• [Stated problem] Copy the material from the start through the line containing "x=497, y=567", swapping "dark monitor" for "black monitor" and changing nothing else. Leave the pictures out.

-=-=-=-=-

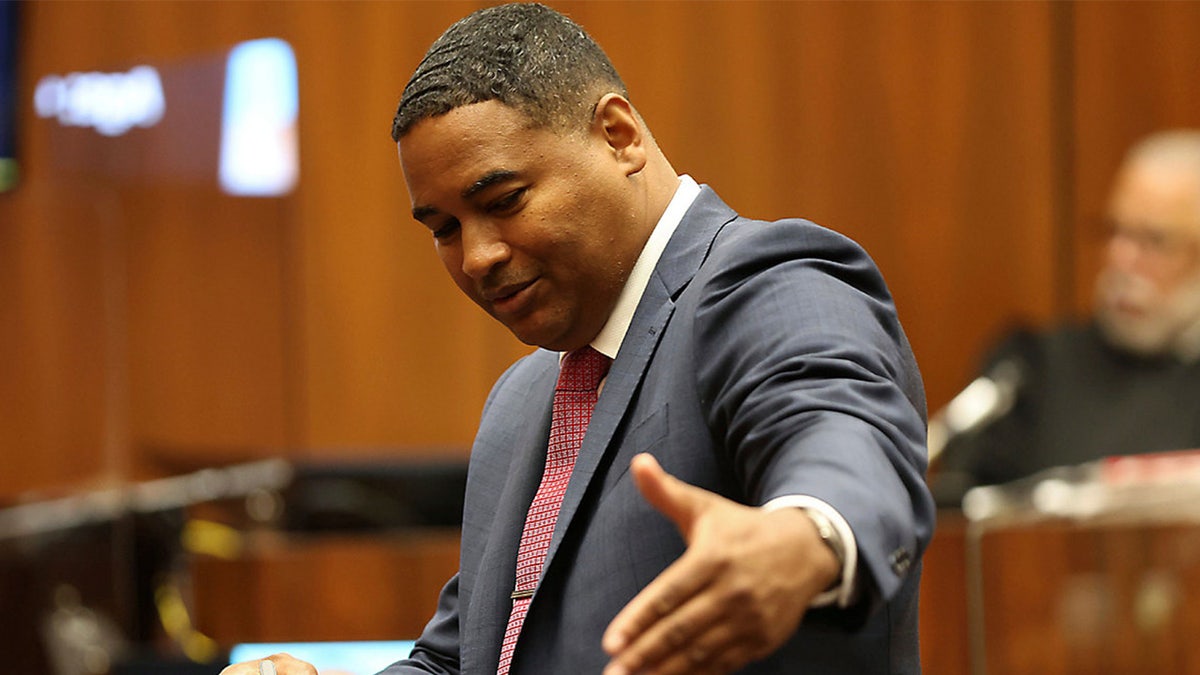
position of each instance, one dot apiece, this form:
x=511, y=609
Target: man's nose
x=483, y=249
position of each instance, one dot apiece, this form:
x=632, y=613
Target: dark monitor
x=9, y=37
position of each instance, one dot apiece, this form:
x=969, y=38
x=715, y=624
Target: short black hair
x=525, y=55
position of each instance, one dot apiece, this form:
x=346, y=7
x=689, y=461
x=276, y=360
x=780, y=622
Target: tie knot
x=582, y=370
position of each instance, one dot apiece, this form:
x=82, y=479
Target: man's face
x=1150, y=287
x=534, y=225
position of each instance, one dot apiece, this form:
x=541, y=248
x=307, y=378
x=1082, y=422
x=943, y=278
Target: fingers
x=669, y=495
x=665, y=595
x=690, y=639
x=274, y=664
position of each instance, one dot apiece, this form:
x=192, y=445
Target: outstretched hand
x=735, y=596
x=282, y=664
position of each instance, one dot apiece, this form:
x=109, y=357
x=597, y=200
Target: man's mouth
x=508, y=298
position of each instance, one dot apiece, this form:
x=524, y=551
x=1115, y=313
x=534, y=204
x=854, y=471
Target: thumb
x=670, y=496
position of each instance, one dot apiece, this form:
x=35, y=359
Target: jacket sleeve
x=437, y=649
x=811, y=387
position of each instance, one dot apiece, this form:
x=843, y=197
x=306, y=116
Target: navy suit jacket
x=763, y=359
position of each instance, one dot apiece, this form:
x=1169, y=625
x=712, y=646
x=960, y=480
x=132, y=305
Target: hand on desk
x=285, y=664
x=735, y=596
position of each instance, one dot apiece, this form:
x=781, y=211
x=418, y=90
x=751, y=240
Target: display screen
x=9, y=95
x=226, y=120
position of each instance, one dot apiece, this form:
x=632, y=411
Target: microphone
x=985, y=400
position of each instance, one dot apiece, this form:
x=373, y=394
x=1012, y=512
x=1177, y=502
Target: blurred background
x=237, y=388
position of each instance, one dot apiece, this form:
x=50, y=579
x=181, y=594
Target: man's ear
x=622, y=130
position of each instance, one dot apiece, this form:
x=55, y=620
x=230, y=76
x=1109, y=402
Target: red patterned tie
x=575, y=396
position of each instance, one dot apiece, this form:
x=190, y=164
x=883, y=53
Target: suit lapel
x=682, y=257
x=497, y=567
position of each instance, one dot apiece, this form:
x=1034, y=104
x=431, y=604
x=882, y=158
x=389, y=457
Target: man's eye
x=447, y=230
x=508, y=201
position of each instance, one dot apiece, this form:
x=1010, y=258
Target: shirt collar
x=609, y=341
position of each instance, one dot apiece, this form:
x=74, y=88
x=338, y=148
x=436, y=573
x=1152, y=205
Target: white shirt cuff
x=843, y=593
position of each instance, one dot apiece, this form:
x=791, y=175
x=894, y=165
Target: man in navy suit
x=749, y=495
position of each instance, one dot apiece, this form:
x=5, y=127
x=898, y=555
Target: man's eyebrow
x=421, y=213
x=486, y=181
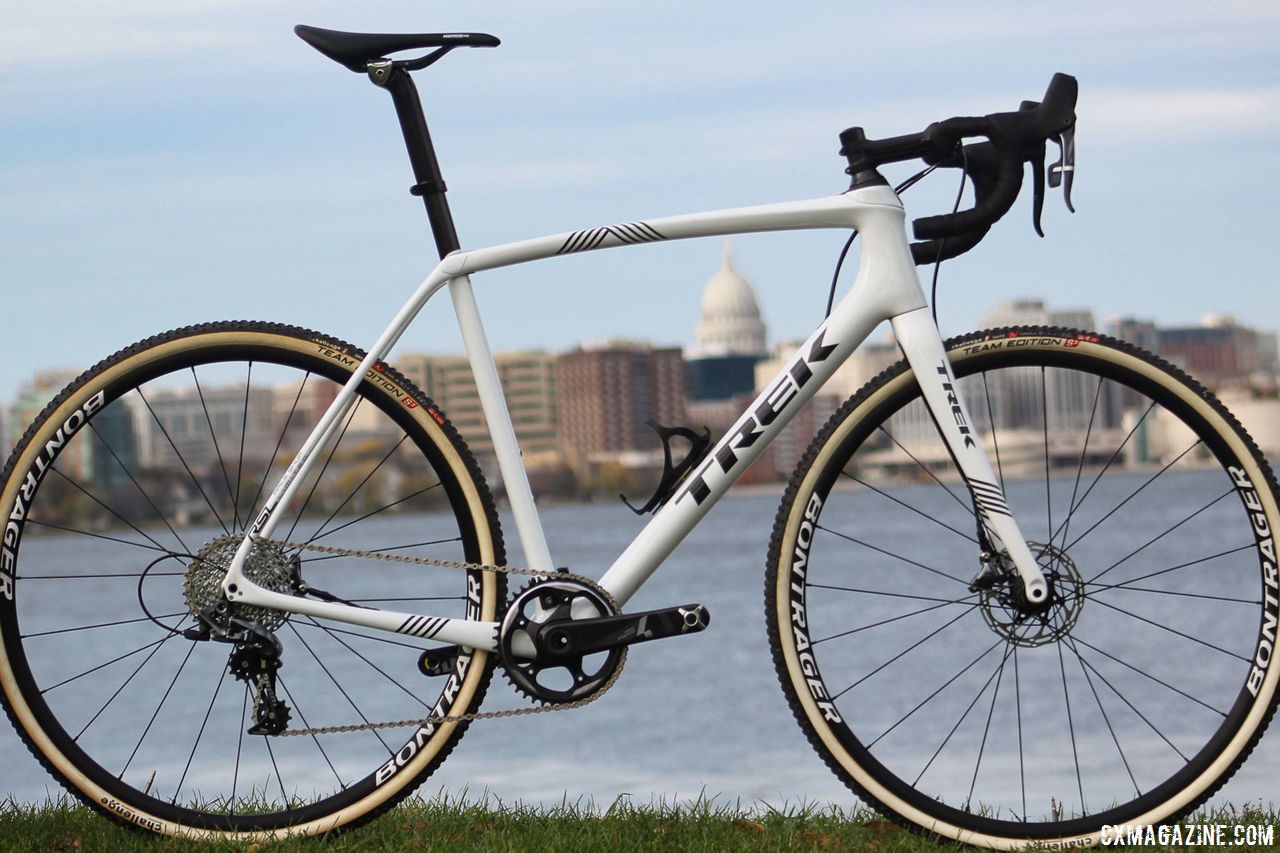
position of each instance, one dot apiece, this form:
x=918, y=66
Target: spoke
x=369, y=515
x=1147, y=675
x=1171, y=630
x=97, y=536
x=904, y=652
x=1070, y=726
x=114, y=660
x=181, y=459
x=138, y=487
x=324, y=468
x=104, y=575
x=1165, y=571
x=279, y=443
x=1115, y=455
x=1115, y=739
x=1132, y=496
x=931, y=697
x=88, y=628
x=341, y=689
x=912, y=509
x=967, y=505
x=1048, y=495
x=240, y=748
x=956, y=726
x=876, y=592
x=1018, y=706
x=119, y=689
x=1079, y=469
x=360, y=486
x=156, y=714
x=883, y=621
x=991, y=712
x=200, y=735
x=218, y=450
x=324, y=755
x=1134, y=708
x=95, y=500
x=371, y=665
x=240, y=460
x=888, y=553
x=284, y=797
x=1171, y=592
x=1156, y=538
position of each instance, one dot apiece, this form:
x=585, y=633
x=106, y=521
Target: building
x=529, y=383
x=608, y=391
x=730, y=337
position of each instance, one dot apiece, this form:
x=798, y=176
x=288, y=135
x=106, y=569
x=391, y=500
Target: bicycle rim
x=967, y=711
x=120, y=487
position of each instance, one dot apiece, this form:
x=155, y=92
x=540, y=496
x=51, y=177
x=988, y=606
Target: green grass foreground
x=446, y=825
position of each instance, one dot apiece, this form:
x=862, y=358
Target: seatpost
x=421, y=154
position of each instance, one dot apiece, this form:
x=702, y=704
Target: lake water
x=696, y=716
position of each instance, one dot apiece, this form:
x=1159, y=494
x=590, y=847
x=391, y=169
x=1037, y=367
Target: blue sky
x=164, y=163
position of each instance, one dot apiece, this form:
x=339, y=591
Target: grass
x=444, y=824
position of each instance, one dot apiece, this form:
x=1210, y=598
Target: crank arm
x=579, y=637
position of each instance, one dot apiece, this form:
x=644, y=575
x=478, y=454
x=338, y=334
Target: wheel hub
x=268, y=566
x=1011, y=615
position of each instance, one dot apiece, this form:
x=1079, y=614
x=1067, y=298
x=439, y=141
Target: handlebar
x=995, y=165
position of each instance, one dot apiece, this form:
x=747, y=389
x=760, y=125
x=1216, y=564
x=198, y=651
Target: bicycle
x=956, y=673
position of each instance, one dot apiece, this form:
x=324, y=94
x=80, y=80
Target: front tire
x=967, y=711
x=117, y=497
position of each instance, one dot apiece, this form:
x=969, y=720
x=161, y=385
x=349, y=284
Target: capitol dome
x=730, y=323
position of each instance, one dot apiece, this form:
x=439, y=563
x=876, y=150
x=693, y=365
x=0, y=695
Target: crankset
x=562, y=641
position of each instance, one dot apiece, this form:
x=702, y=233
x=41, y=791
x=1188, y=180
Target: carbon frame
x=886, y=288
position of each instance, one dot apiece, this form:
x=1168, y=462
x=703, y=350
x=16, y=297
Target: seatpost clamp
x=380, y=71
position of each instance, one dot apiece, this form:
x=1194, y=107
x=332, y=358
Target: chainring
x=570, y=679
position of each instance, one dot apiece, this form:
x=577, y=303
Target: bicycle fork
x=922, y=345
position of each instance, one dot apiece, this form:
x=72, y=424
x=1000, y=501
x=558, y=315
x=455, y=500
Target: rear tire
x=972, y=715
x=137, y=466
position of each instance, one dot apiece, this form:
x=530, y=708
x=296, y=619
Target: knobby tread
x=786, y=507
x=446, y=425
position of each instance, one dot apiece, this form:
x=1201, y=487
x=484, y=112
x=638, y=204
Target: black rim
x=183, y=452
x=984, y=714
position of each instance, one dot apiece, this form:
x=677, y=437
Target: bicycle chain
x=465, y=566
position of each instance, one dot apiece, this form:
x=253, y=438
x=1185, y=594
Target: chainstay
x=465, y=566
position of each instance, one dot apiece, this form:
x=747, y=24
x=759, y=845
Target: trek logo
x=750, y=427
x=954, y=401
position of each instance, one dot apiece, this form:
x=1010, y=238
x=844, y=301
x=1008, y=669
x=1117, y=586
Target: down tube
x=805, y=373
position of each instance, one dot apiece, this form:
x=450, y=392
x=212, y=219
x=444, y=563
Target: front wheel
x=961, y=708
x=126, y=501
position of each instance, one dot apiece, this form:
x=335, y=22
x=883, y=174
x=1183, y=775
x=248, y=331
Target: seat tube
x=493, y=404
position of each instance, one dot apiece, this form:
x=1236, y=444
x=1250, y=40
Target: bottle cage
x=673, y=474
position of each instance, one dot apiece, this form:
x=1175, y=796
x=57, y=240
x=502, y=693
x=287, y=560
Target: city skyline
x=167, y=164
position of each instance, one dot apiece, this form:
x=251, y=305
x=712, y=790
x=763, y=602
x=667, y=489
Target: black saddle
x=357, y=49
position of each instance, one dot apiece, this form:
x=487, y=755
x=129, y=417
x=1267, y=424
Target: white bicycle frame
x=886, y=288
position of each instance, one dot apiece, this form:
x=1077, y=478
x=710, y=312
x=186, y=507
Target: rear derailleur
x=254, y=660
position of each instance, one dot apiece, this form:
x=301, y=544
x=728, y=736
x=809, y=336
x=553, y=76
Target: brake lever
x=1037, y=162
x=1063, y=172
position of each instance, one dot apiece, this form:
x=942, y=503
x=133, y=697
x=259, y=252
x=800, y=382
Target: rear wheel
x=126, y=500
x=960, y=707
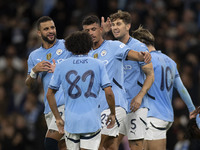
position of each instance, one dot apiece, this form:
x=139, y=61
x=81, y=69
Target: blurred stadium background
x=175, y=24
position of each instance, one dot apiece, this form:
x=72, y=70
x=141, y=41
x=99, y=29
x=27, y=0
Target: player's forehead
x=46, y=24
x=94, y=25
x=118, y=20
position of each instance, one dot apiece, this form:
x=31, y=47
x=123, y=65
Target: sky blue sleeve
x=105, y=82
x=183, y=93
x=55, y=79
x=30, y=63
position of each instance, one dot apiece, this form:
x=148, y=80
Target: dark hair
x=123, y=15
x=79, y=42
x=42, y=19
x=144, y=36
x=90, y=20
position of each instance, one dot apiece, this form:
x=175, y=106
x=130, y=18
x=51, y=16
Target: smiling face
x=95, y=31
x=47, y=31
x=120, y=29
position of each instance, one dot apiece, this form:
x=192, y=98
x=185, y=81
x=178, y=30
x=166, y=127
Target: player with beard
x=113, y=54
x=41, y=62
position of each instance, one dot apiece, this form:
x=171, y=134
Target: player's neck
x=151, y=48
x=98, y=44
x=124, y=39
x=47, y=45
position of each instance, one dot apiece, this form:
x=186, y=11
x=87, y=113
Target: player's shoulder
x=36, y=51
x=167, y=57
x=94, y=60
x=114, y=42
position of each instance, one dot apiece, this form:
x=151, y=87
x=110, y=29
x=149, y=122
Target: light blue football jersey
x=166, y=77
x=112, y=53
x=57, y=52
x=81, y=78
x=134, y=77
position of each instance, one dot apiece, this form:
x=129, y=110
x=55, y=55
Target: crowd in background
x=174, y=23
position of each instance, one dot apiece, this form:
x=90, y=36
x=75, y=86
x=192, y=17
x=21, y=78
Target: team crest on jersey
x=59, y=51
x=103, y=53
x=49, y=56
x=96, y=55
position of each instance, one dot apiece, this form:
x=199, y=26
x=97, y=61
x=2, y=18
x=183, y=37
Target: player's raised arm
x=52, y=103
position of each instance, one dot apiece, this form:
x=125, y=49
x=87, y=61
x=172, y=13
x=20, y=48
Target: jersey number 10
x=166, y=78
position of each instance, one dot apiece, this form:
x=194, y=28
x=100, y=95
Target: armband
x=33, y=74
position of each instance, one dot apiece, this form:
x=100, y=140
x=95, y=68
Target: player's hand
x=135, y=103
x=147, y=57
x=106, y=25
x=53, y=66
x=42, y=66
x=60, y=124
x=110, y=121
x=194, y=113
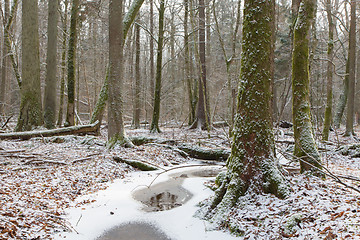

-=-=-=-=-

• [The solution]
position of each instance, one dot apiece, this form:
x=511, y=609
Target: man's nose
x=483, y=249
position of each instance, one dot apiece, this form:
x=632, y=613
Target: black monitor
x=9, y=37
position of each instance, one dot apiece, this form:
x=969, y=38
x=715, y=624
Target: short black hair
x=525, y=55
position of each instance, one dot apiece, this form:
x=346, y=7
x=689, y=461
x=276, y=360
x=780, y=622
Target: tie knot
x=582, y=370
position of each instance, one dot apiece, this form:
x=82, y=479
Target: man's face
x=1150, y=287
x=534, y=225
position of each instance, one dot apiece, this form:
x=541, y=248
x=307, y=378
x=1082, y=422
x=943, y=278
Target: fingers
x=669, y=495
x=665, y=595
x=690, y=639
x=274, y=664
position of each instance, one dot apiece, this form:
x=192, y=445
Target: outstretched hand
x=735, y=596
x=282, y=664
position of each instance, one dot apiece, this form:
x=109, y=357
x=597, y=200
Target: man's mouth
x=508, y=298
position of each instance, one dot apiece, this form:
x=524, y=551
x=1115, y=313
x=534, y=204
x=854, y=471
Target: thumb
x=670, y=496
position of each instance, one dot apiece, this form:
x=35, y=359
Target: jacket sleeve
x=437, y=649
x=811, y=387
position of each instance, one dot apiece, this form:
x=843, y=197
x=306, y=116
Target: navy suit jacket
x=763, y=359
position of each instance, one dot apiece, this form:
x=1169, y=625
x=712, y=646
x=960, y=480
x=132, y=305
Target: hand on desk
x=285, y=664
x=735, y=596
position of each instance, one dot apiece, this form:
x=781, y=211
x=418, y=90
x=751, y=240
Target: display screen
x=9, y=95
x=226, y=120
position of each instance, one dot apiece, this form:
x=632, y=411
Target: microphone
x=985, y=400
position of each instance, one dot apiece, this form:
x=373, y=394
x=1012, y=512
x=1177, y=502
Target: blurred background
x=237, y=388
position of each instance, one dot apiece, this form:
x=50, y=579
x=181, y=594
Target: man's ear
x=622, y=130
position of each instance, one dot apiece, this form:
x=55, y=620
x=230, y=76
x=1109, y=402
Target: red patterned tie
x=575, y=396
position of each instance, one dot apiece, this form:
x=190, y=164
x=883, y=53
Target: suit lapel
x=682, y=257
x=497, y=567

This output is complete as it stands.